> [What you need to do]: Copy the passage on value-based care word for word, between "For the best" and "value-based care goals.", inclusive.

> [Selected excerpt]:
- - - -
This approach, known as the “scrum” methodology, uses rapid innovation cycles to achieve an optimal design state. The scrum philosophy empowers healthcare leaders to experiment with value-based care before making sizable technology investments.

For instance, consider a health system that wants to build centralized care-management capabilities. Instead of investing millions of dollars in building a fully interoperable EHR system to link its entire provider network, the organization could use basic registry software to aggregate select EHR data and then build simple but functional care-management dashboards. This approach would allow the organization to rapidly experiment with care-management projects, learn from the results, modify the approach, and achieve real impact on outcomes and costs.

For the best results from rapid-cycle innovation, healthcare organizations should form a working partnership with their EHR vendors, involving the vendor representatives in all efforts to create value using technology. This approach will create opportunities to influence the development of the underlying EHR technology in a way that aligns with the provider organization’s value-based care goals.

Scrum methodology underscores the importance of a strong data-governance system. Iterative development must be a strategically focused process that aligns with the overall goals of value-based care.

Create a value model. A major challenge of evolving effective care models is making well-informed investment decisions. Executive leaders allocate money to various programs and initiatives, but they are never certain that these investments provide an adequate clinical or financial return. Finance leaders can make an important contribution by developing value-modeling tools for assessing population health investments and ensuring their efficiency under risk-based contracts.

For example, a healthcare organization may have several existing care-management programs for various patient populations. As the organization develops its value-based care systems, one logical option is to hire more care managers. To create a value model for this scenario, the finance department should begin by analyzing existing case-management programs. Key questions could be:

  • How many patients did a care-management team interact with during a given period?
  • What was the total cost of care for the population before and after the management period?
  • How did key patient outcomes change during this time?
  • What care-management expenses (salary, overhead, etc.) were incurred during this period?
- - - -
> [Record set]:

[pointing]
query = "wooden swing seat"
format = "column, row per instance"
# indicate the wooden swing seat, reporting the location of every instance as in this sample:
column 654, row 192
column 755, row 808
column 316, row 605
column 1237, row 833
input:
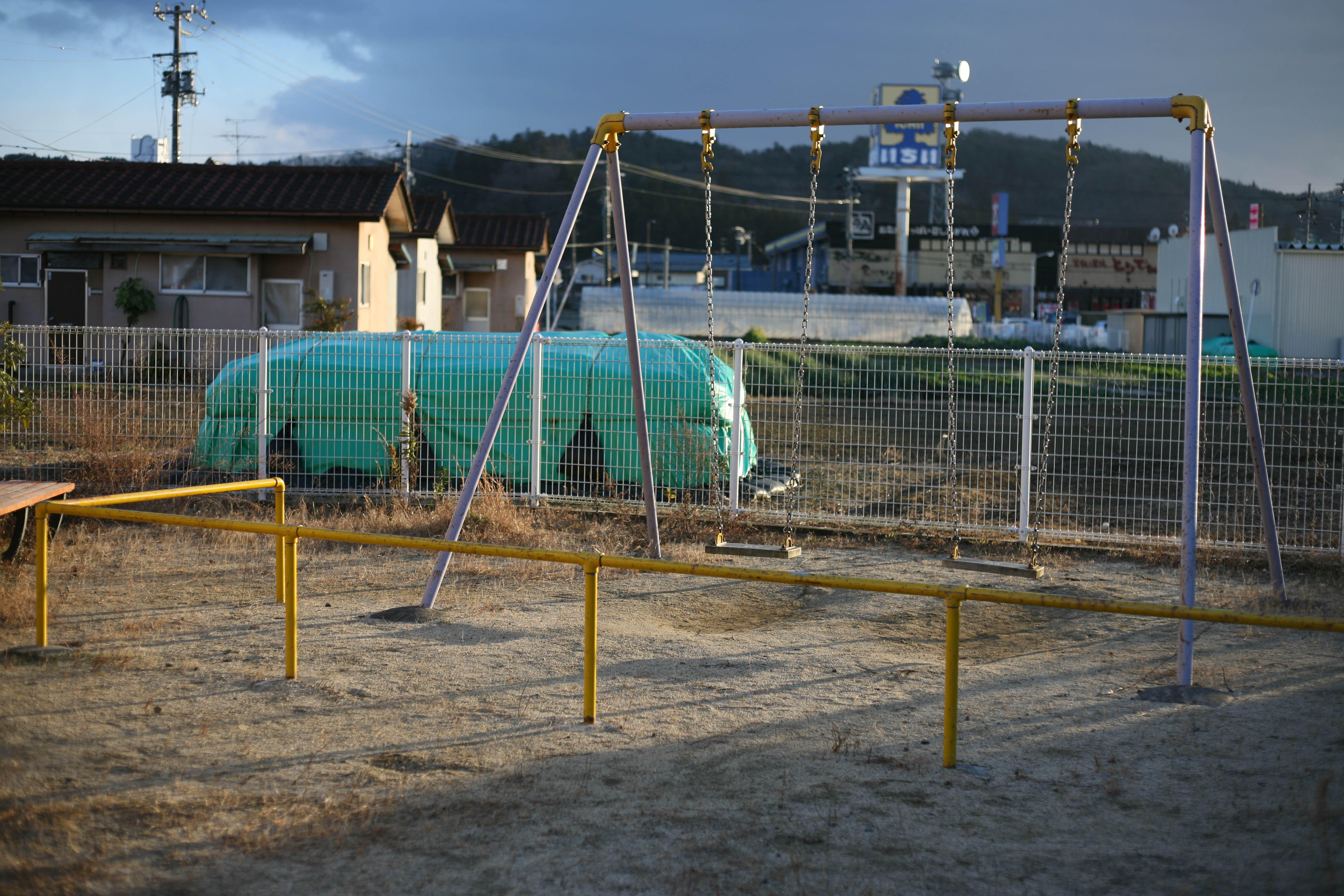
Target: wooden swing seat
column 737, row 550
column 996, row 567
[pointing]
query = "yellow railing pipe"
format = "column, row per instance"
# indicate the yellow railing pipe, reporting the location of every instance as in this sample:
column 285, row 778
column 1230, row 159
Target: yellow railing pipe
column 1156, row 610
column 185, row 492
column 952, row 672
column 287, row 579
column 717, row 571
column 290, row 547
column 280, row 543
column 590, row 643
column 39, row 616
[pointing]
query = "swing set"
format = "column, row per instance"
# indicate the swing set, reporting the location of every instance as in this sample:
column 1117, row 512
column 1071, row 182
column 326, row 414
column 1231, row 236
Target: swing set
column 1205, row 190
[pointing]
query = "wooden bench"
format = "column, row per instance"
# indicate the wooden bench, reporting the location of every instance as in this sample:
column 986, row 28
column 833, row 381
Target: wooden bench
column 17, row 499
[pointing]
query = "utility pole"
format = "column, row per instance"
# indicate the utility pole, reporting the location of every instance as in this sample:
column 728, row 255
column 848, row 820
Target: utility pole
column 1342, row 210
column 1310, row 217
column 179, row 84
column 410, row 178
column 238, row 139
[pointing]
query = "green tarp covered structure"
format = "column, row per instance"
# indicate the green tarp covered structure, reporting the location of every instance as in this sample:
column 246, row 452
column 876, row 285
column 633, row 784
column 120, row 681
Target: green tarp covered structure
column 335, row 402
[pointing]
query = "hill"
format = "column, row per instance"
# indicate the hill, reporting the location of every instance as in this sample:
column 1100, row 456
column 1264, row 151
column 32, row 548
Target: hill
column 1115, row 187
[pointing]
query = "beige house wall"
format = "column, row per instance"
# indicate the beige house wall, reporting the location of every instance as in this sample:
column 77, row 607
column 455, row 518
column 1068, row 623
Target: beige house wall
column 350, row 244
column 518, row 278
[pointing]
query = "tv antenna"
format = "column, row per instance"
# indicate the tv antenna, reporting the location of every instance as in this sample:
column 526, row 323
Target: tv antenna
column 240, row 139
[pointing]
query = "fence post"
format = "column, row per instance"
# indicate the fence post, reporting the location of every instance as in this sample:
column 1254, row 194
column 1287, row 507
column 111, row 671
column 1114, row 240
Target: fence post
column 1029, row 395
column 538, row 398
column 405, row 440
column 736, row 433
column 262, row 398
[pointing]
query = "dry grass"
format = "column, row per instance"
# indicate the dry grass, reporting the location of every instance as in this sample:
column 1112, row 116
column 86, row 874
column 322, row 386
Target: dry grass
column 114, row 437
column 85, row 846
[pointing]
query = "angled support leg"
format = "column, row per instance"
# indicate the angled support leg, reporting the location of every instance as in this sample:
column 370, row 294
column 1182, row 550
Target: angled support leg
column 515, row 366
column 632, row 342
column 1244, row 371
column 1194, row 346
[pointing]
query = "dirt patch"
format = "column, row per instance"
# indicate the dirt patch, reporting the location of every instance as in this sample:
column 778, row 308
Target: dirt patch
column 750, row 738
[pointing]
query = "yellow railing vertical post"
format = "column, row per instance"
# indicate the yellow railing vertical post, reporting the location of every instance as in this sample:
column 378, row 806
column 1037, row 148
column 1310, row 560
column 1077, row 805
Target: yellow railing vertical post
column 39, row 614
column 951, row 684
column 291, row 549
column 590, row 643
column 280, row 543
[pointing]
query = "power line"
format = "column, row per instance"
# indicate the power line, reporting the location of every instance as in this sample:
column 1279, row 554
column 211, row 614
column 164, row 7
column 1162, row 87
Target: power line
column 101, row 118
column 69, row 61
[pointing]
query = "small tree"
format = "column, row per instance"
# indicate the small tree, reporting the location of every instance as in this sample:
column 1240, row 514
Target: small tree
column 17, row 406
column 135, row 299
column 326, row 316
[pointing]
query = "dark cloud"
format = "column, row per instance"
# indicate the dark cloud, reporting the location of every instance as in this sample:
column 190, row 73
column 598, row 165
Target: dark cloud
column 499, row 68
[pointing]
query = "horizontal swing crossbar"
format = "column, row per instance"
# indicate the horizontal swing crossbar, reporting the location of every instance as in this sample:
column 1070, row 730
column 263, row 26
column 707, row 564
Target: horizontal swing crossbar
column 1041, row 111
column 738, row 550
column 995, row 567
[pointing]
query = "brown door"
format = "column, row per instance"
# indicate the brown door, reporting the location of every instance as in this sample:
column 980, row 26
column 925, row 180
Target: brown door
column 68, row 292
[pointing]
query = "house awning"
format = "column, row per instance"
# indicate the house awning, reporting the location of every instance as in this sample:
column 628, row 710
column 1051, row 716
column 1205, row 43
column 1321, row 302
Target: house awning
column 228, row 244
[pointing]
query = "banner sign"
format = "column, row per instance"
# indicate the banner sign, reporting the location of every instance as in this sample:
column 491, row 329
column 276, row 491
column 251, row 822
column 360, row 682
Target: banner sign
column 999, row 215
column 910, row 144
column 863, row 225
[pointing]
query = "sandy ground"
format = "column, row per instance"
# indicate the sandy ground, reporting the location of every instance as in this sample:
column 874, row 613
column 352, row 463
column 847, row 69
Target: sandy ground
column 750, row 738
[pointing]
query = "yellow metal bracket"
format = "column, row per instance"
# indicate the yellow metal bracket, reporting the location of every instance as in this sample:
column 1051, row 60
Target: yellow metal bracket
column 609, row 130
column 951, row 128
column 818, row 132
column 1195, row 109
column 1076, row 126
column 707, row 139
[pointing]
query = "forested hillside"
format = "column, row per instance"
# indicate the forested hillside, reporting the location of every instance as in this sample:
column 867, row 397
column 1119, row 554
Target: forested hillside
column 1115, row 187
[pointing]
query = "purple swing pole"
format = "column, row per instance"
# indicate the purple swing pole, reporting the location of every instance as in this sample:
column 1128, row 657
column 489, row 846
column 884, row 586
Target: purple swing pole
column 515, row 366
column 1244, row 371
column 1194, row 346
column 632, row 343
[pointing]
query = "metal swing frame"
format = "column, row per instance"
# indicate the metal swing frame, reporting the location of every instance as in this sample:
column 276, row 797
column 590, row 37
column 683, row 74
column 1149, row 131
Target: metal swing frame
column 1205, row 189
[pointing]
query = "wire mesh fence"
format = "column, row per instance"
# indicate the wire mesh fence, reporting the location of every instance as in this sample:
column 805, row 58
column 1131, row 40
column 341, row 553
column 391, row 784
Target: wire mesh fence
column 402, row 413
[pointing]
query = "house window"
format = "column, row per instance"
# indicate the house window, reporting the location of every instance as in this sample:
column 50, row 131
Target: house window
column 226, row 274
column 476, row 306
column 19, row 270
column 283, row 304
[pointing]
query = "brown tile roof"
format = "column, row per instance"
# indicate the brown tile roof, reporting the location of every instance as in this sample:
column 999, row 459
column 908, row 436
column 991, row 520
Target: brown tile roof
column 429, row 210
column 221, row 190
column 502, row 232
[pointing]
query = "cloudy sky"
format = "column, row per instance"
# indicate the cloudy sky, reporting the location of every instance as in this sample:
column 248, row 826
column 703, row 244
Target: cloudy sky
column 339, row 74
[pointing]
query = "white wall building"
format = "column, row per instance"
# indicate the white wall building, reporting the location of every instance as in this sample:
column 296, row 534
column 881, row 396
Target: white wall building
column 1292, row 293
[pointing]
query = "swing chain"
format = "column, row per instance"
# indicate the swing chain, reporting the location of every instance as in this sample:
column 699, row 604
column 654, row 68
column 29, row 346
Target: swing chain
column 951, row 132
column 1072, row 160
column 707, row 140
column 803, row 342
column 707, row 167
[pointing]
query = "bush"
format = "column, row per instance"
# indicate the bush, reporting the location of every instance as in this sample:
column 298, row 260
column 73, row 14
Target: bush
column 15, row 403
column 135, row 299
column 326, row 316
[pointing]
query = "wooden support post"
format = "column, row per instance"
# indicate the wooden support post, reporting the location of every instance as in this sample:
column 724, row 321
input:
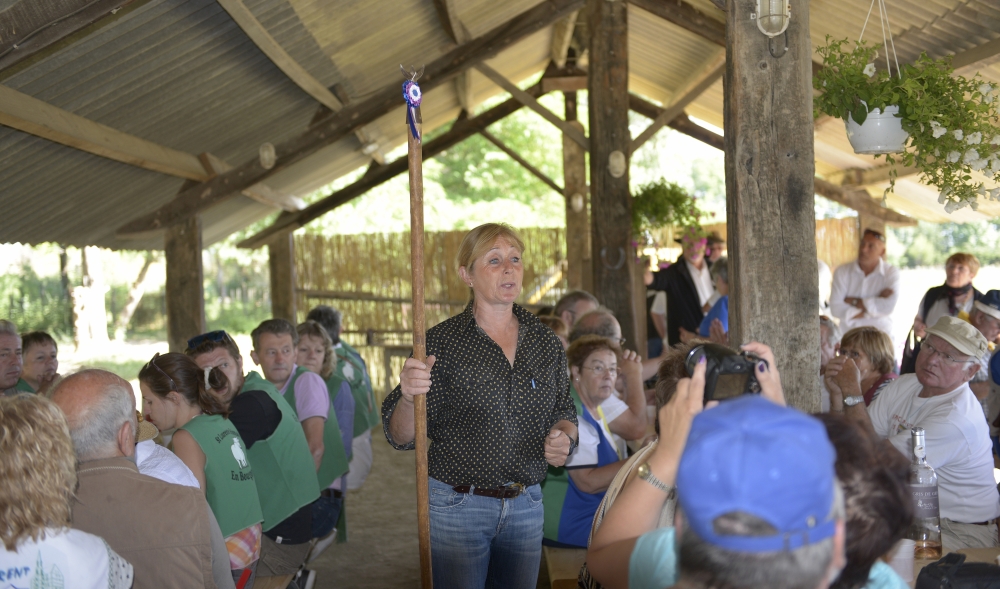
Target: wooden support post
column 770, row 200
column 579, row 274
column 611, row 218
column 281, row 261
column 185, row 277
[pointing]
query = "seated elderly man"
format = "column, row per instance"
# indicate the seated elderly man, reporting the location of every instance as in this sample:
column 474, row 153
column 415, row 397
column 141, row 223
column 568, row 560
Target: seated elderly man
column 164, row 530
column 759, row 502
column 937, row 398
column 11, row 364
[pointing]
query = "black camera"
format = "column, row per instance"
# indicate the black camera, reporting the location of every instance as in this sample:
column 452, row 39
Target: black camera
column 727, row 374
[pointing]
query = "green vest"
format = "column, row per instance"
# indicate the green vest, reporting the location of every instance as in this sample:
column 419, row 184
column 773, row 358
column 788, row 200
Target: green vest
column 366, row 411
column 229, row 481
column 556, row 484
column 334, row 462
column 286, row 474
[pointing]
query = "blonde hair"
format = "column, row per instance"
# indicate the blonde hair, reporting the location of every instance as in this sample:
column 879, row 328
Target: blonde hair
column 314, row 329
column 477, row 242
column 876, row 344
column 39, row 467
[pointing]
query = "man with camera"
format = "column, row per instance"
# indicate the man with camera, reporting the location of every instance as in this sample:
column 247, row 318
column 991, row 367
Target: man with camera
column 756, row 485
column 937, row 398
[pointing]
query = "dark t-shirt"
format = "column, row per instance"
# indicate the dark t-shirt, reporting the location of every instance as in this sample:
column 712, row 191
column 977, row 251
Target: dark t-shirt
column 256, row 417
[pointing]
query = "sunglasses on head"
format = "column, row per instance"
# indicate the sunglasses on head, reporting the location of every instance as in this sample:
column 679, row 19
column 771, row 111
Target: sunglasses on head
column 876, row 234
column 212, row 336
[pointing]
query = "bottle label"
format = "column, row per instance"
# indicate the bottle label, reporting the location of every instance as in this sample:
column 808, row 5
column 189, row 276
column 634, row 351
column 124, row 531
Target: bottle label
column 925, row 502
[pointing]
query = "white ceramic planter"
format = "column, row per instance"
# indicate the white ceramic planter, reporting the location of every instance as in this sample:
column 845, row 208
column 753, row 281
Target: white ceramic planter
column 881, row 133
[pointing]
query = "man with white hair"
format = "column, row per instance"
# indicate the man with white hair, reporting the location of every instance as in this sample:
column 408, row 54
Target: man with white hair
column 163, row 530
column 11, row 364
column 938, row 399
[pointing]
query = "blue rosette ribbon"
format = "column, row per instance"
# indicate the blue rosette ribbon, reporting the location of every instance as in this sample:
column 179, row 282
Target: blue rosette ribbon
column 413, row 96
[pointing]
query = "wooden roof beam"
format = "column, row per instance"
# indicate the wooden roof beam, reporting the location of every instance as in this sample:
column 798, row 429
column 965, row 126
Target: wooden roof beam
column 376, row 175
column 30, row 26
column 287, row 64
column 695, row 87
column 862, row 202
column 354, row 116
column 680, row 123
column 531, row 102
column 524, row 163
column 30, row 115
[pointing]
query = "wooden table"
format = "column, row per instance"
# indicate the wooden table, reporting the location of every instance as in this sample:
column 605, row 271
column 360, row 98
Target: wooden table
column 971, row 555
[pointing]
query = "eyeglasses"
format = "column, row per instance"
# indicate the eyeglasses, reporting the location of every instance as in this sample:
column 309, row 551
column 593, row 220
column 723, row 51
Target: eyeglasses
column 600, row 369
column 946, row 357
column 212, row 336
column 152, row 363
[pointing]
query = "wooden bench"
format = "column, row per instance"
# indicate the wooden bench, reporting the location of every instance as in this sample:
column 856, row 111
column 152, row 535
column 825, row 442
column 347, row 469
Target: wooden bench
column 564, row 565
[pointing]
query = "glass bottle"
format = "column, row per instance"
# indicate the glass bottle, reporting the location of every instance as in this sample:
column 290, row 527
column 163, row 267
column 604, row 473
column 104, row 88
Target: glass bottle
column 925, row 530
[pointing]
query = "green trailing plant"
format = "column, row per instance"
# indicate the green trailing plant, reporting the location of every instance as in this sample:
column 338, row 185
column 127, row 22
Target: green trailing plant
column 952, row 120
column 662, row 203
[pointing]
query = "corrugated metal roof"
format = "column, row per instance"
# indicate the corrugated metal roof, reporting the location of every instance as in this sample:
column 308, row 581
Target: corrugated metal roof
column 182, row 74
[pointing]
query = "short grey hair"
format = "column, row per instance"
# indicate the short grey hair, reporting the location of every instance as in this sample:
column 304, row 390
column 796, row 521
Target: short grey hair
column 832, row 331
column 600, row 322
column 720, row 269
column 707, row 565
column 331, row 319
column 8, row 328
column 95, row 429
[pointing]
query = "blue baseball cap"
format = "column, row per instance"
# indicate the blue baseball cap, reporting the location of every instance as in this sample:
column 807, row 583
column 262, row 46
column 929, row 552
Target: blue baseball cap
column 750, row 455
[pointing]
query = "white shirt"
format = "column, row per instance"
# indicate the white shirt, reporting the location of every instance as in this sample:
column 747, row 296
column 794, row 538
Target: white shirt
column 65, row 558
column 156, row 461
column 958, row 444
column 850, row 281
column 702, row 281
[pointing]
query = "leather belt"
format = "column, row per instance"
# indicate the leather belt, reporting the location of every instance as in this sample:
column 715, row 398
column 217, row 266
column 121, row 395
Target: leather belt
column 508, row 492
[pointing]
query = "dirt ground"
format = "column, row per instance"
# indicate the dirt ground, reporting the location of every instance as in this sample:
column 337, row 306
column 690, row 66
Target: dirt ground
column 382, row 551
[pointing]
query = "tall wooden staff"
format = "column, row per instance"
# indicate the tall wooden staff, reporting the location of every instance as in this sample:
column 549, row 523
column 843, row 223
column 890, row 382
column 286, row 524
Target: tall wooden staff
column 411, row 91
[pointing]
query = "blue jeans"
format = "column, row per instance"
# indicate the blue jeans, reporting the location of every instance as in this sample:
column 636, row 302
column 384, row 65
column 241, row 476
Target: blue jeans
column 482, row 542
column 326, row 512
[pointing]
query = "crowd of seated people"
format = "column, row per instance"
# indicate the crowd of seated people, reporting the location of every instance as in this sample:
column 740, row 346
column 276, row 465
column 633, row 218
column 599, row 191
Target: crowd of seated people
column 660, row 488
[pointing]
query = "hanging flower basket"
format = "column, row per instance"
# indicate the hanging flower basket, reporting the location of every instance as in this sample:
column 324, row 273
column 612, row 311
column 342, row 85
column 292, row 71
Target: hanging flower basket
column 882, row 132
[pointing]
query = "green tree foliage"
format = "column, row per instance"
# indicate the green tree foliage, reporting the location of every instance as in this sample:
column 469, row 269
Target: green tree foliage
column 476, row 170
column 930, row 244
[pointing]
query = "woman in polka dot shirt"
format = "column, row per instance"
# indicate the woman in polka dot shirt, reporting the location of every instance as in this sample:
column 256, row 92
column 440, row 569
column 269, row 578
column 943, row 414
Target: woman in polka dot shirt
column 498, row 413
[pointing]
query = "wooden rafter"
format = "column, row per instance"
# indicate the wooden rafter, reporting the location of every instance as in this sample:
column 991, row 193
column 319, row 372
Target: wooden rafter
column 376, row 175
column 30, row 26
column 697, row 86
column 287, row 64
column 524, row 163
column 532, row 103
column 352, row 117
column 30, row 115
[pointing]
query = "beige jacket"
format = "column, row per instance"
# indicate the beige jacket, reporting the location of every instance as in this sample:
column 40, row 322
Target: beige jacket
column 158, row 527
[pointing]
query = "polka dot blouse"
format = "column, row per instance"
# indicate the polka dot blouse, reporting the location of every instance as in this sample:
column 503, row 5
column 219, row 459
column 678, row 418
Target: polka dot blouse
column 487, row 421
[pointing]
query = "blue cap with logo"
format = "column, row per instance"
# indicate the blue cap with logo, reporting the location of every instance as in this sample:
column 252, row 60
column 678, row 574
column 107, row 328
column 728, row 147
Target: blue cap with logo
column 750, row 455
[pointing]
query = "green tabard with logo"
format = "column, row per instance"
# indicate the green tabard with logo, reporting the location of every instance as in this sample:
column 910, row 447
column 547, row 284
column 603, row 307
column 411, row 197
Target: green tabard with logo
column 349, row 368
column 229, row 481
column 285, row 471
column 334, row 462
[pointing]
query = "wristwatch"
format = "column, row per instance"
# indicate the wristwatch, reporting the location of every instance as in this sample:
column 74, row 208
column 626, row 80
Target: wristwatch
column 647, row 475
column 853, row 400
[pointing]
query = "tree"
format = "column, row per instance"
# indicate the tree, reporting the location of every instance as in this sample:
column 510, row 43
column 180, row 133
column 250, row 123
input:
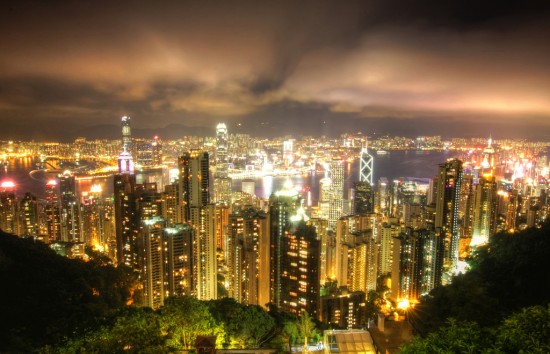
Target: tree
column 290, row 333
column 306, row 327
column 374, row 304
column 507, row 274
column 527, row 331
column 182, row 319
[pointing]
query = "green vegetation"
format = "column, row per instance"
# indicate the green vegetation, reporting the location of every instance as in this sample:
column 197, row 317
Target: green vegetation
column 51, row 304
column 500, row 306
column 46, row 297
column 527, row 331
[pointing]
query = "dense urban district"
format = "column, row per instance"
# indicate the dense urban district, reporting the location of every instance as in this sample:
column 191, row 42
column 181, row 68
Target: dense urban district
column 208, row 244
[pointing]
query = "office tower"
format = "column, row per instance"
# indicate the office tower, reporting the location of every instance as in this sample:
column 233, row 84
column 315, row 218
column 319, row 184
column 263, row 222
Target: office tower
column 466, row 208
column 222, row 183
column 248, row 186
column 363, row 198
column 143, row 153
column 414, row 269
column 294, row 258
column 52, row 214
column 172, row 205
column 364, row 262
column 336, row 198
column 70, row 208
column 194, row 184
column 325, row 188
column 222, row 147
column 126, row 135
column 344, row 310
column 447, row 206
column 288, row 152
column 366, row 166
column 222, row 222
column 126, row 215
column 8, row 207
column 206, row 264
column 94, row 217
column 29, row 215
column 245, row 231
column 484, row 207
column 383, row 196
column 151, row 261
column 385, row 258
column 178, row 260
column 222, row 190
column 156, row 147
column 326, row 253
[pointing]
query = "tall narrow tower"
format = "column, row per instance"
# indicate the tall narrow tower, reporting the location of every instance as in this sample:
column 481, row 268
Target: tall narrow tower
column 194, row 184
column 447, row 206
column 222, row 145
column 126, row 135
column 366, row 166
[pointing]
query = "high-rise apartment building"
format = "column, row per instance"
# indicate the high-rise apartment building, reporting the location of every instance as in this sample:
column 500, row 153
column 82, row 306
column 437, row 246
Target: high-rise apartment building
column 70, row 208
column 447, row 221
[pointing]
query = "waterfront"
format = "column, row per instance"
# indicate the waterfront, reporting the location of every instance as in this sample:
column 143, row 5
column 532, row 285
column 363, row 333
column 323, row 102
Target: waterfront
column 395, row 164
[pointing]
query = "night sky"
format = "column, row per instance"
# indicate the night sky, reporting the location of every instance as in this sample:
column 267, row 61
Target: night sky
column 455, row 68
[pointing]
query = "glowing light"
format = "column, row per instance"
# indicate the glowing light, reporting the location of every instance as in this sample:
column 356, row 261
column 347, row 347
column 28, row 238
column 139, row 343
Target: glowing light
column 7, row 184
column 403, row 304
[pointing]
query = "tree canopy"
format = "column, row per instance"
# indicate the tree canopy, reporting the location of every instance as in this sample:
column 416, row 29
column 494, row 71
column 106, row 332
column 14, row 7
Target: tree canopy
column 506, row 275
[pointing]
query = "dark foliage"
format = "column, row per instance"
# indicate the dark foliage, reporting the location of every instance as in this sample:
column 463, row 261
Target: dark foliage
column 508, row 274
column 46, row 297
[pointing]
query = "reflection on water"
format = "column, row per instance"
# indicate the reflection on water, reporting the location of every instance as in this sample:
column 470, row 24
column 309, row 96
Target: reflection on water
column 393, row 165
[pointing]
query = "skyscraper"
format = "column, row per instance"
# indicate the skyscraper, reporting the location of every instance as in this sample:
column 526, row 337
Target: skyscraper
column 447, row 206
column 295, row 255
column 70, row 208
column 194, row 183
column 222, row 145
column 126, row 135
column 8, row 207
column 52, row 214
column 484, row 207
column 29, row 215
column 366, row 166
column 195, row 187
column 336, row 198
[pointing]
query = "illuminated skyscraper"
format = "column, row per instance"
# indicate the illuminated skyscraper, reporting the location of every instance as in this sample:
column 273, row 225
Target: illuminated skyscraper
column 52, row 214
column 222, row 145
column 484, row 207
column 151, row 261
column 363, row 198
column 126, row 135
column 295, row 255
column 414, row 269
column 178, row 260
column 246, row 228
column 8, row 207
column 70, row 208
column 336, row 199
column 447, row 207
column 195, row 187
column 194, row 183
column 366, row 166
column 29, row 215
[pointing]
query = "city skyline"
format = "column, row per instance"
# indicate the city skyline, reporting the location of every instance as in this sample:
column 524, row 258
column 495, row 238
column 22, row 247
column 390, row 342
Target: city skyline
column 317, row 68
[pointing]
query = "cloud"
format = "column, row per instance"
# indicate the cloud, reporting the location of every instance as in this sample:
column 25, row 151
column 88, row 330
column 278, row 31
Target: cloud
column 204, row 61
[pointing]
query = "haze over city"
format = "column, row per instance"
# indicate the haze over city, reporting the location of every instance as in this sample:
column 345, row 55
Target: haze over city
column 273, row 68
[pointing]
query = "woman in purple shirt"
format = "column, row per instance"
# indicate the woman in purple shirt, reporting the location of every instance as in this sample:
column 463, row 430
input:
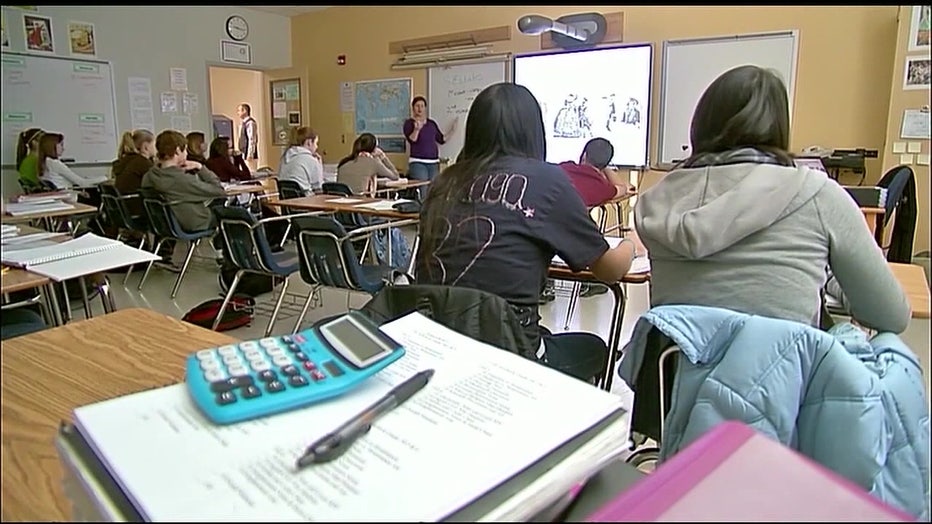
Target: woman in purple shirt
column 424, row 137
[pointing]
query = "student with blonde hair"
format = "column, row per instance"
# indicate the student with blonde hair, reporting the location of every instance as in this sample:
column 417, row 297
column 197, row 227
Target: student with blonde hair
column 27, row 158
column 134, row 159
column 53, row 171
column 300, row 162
- - - -
> [Reply to the exercise]:
For the best results from rapid-cycle innovation, healthcare organizations should form a working partnership with their EHR vendors, involving the vendor representatives in all efforts to create value using technology. This approach will create opportunities to influence the development of the underlying EHR technology in a way that aligns with the provider organization’s value-based care goals.